Work to do
All of the data below must be repeated exactly.
--- START OF Source material ---
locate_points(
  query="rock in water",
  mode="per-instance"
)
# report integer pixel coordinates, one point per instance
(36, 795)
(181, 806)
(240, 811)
--- END OF Source material ---
Result of the exercise
locate_points(
  query="rock in water",
  mode="per-instance"
)
# report integer pixel coordinates, one point per instance
(36, 795)
(181, 806)
(240, 811)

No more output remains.